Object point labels
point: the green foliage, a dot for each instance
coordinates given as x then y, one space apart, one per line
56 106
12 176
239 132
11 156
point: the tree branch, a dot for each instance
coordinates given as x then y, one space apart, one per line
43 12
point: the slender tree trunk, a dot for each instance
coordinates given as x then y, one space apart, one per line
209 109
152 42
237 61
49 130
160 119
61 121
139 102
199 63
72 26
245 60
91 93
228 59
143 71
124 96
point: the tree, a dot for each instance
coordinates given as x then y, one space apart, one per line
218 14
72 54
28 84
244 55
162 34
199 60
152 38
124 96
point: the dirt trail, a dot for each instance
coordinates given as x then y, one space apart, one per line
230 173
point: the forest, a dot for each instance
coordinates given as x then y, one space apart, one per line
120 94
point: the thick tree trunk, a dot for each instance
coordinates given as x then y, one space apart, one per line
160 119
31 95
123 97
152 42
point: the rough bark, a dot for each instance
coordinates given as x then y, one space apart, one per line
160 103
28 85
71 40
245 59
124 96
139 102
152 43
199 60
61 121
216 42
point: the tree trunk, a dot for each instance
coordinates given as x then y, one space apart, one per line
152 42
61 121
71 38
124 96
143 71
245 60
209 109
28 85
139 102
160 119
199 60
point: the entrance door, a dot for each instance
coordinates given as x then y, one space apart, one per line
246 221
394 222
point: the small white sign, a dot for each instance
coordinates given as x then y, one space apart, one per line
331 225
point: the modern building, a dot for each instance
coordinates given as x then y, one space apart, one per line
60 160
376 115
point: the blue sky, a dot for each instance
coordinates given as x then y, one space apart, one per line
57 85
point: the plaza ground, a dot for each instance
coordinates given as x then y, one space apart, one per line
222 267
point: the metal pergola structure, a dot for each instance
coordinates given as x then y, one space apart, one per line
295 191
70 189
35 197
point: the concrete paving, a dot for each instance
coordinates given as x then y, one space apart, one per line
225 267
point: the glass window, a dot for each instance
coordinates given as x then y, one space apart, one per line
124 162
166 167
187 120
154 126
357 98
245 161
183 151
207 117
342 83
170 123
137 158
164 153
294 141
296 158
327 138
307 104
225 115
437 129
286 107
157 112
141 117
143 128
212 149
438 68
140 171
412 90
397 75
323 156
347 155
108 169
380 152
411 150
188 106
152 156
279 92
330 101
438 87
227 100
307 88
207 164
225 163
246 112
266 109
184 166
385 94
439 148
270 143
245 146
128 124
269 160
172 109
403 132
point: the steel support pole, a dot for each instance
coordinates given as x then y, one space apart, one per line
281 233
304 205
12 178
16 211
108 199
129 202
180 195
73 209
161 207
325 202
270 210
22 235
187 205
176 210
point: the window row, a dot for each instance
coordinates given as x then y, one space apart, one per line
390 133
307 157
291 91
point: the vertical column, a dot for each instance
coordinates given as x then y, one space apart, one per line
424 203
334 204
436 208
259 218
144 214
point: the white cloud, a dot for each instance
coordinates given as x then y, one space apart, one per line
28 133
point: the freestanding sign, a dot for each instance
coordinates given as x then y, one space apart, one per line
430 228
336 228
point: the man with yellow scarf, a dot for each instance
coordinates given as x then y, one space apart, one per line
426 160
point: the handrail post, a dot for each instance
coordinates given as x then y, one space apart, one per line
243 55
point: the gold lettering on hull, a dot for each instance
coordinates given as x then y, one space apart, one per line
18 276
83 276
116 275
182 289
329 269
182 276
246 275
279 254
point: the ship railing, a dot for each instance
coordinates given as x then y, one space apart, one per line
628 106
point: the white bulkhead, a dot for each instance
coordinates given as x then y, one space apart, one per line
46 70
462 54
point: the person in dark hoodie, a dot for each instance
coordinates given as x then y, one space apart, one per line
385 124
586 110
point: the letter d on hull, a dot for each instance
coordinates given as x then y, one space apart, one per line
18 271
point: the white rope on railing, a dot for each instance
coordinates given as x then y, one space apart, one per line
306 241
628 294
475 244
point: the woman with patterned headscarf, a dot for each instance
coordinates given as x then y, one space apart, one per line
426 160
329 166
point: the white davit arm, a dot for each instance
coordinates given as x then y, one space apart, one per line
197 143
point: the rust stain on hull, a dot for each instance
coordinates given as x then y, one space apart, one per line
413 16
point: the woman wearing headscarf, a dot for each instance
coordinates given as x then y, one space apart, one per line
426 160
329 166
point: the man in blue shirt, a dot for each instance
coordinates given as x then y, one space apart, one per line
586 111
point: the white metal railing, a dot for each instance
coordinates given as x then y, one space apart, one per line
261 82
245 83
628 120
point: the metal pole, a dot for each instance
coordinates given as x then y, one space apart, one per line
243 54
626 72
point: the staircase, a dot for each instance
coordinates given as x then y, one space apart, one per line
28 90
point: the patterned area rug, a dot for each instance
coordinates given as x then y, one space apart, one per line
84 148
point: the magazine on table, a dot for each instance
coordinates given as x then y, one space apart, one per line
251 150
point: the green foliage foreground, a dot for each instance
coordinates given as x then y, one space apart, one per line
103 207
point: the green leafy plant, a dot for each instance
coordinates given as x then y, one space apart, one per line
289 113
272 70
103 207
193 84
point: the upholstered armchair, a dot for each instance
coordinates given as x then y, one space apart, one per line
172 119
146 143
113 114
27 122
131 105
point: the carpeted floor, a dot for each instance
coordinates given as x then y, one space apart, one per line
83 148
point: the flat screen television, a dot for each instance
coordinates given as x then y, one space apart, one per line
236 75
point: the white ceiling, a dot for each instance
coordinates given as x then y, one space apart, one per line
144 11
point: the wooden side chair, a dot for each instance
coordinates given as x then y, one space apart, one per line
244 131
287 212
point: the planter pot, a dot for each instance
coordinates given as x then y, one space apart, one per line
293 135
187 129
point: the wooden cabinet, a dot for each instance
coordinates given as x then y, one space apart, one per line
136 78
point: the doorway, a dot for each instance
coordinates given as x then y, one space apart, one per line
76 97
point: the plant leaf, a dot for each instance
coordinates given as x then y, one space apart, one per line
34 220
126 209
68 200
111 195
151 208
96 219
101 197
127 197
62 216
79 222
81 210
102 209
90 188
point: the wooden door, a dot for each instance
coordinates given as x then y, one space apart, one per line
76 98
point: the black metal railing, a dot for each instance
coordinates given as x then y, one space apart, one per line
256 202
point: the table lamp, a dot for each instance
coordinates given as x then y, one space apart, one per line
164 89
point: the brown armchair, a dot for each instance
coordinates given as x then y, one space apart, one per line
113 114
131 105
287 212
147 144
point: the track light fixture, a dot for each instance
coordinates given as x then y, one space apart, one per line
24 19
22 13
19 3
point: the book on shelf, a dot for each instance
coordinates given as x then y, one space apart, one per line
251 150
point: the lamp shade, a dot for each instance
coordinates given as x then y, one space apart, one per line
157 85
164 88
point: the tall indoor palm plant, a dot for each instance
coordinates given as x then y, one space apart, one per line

> Directions for this task:
Write out the entries above once more, without altering anything.

> Written response:
point: the green foliage, a dot for each instance
coordinates given as x then y, one space apart, one per line
56 106
12 176
239 132
11 156
point: the tree branch, a dot for each instance
coordinates given as x then y, one space apart, one per line
43 12
point: the slender tree trunk, a dot for each instance
coordinates given as x then y, one space apart, one per line
209 109
152 42
237 61
49 130
160 119
61 121
139 102
199 63
72 26
245 60
91 93
228 59
143 71
124 96
point: the tree, a dot for each instance
coordinates given as x then y, one space apart, one per line
218 14
72 54
28 84
244 55
162 34
199 60
152 38
124 96
point: the dirt trail, a dot for each instance
coordinates given as x then y, one space apart, one per line
230 173
point: the forest, a dot for each instance
coordinates given as x then y, one space apart, one per line
120 94
point: the thick tree trunk, a dot for each instance
coordinates given as x then y, one space apart, one per line
160 119
31 95
123 97
152 42
point: the rough bark, a dot for each instance
coordinates given as x then y, one space apart, one per line
160 103
28 85
71 40
245 59
124 96
139 102
152 43
199 60
61 121
216 42
point: the tree trunk, a dot for each instance
coordinates given as x then y, one space apart, one per line
152 42
61 121
71 38
124 96
143 71
245 60
209 109
28 85
139 102
160 119
199 60
point: the entrance door, a dot for each instance
coordinates given as x then y, one space apart, one per line
246 221
394 222
point: the small white sign, a dot for each instance
coordinates given as x then y, one space apart, one per line
331 225
point: the modern building, a dot for each instance
coordinates given as x then y, one space apart, one per line
60 160
376 115
point: the blue sky, a dot for each instance
coordinates given as x then y, one space apart, one per line
57 85
point: the plaza ground, a dot for each instance
coordinates given as x then y, one space apart, one per line
222 267
point: the metal pergola structure, a dot for each instance
coordinates given as x then y, one space apart, one per line
295 191
70 189
35 197
point: the concrete paving, a dot for each instance
coordinates given as x then y, one space apart, one per line
225 267
point: the glass window, a dot for each instance
coordinates given as x then y, one space apart, one per line
124 162
166 167
187 120
154 126
357 98
245 161
183 151
207 117
342 83
170 123
137 158
164 153
294 141
296 158
327 138
307 104
225 115
437 129
286 107
157 112
141 117
143 128
212 149
438 68
140 171
412 90
397 75
323 156
347 155
108 169
380 152
411 150
188 106
152 156
279 92
330 101
438 87
227 100
307 88
207 164
225 163
246 112
266 109
184 166
385 94
439 148
270 143
245 146
128 124
269 160
172 109
403 132
point: the steel support pole, a dot for each instance
coordinates given as x then y, one space apart, one per line
281 233
304 205
12 178
16 211
108 199
129 202
180 195
73 209
161 207
325 202
270 210
22 235
187 205
176 210
point: the window row, a dot for each instance
coordinates given as x then y, one space apart, one per line
390 133
307 157
291 91
point: the vertical column, a dot for each instance
coordinates given as x then y, one space apart, one per line
424 203
334 204
436 208
259 218
144 214
point: the white cloud, a dot for each instance
coordinates given as x then y, one space apart, one per line
28 133
point: the freestanding sign, a dot for each instance
coordinates given as x then y, one space apart, one per line
430 228
336 228
point: the man with yellow scarf, a dot for each instance
coordinates given as x then y, one space apart, one per line
426 160
point: the handrail post, a dot for each instance
coordinates given as x then y, one space apart, one per line
243 55
point: the gold lettering on hull, a dot for each instance
coordinates given as x then y, one space apart, one per line
18 276
83 276
116 275
182 289
329 269
182 276
246 275
279 254
point: the ship railing, a dot for each instance
coordinates given as x then y, one space apart, one per line
628 106
point: the white bulkhead, a dot for each instance
coordinates given as x then y, one space apart, one per line
46 70
462 54
point: the person in dark hoodie, a dot for each instance
coordinates given as x then y, one space apart, one per line
385 124
586 110
point: the letter d on hull, a dot for each instance
coordinates given as x then y, one space apart, one per line
18 271
point: the white rope on railing, a dot for each instance
coordinates given as x then y, one space apart, one per line
306 241
628 294
475 244
point: the woman with patterned headscarf, a dot for each instance
coordinates given as x then y, one space apart, one per line
426 160
329 166
point: the white davit arm, a dot for each instance
coordinates given as x then y, one space apart, one per line
197 143
point: the rust stain on hull, a dot for each instance
coordinates given as x then y, one space apart, one per line
413 16
point: the woman wearing headscarf, a dot for each instance
coordinates given as x then y, one space apart, one per line
426 160
329 166
point: the man in blue shirt, a dot for each instance
coordinates given as x then y, one space apart, one per line
586 111
point: the white metal railing, a dot for each instance
coordinates given as x then y, one space apart, one per line
261 82
245 83
628 120
point: the metal pole, a dot for each instance
coordinates given as x then y, one space apart, one per line
243 54
626 72
point: the staircase, a dot for each instance
coordinates given as x then y, one space apart, one per line
28 90
point: the patterned area rug, a dot for each instance
coordinates given as x then y, one space apart, one per line
84 148
point: the magazine on table, a dot for each instance
coordinates given as x then y, one space apart, one per line
251 150
point: the green foliage foreground, a dot for each instance
coordinates given as x then y, one space apart, one per line
103 207
point: the green leafy plant, a dot for each instance
coordinates given as x then y, one space apart, one per line
289 113
272 70
103 207
193 84
point: the upholstered armchair, a dot for each instance
coordinates given as x then y, one space apart, one per line
172 119
146 143
113 114
27 122
131 105
point: the carpeted floor, a dot for each instance
coordinates given as x then y, one space apart, one per line
83 148
point: the flat screen television, a dot for each instance
coordinates given as x then y, one space apart, one per line
236 75
point: the white ceiling, a dot for each instance
coordinates given as x then y, one space apart, one per line
144 11
point: the wooden side chair, a dot for each instance
coordinates given as x then y, one space apart, one per line
244 131
287 212
point: the planter pot, a dot for each instance
coordinates given as x then y, one space apart, one per line
293 135
187 129
point: the wooden cabinet, a dot for each instance
coordinates given as x then y, one space apart, one per line
136 78
point: the doorway, a dot for each instance
coordinates given as x then y, one space apart, one per line
76 97
point: the plant leaf, a dot for each instance
coordinates given as x then y, one space apart, one per line
34 220
126 209
68 200
111 195
151 208
96 219
101 197
127 197
62 216
79 222
81 210
102 209
90 188
point: the wooden door, a dot for each instance
coordinates given as x then y, one space apart, one per line
76 98
point: the black metal railing, a dot for each instance
coordinates given as x then y, one space apart, one per line
256 202
point: the table lamp, a dot for each instance
coordinates given as x then y, one space apart, one per line
164 89
point: the brown armchair, a dot for each instance
coordinates given as x then y, one space apart, one per line
113 114
131 105
287 212
147 144
point: the track light fixture, a dot for each instance
coordinates given as x then y, one space apart, one per line
24 19
22 13
19 3
point: the book on shelf, a dot for each instance
coordinates given as x then y, one space apart, one per line
251 150
point: the lamp shade, a dot for each instance
coordinates given as x then y, one space apart, one per line
157 85
164 88
point: the tall indoor palm plant, a dot for each instance
coordinates given as x then y, one space apart, one per line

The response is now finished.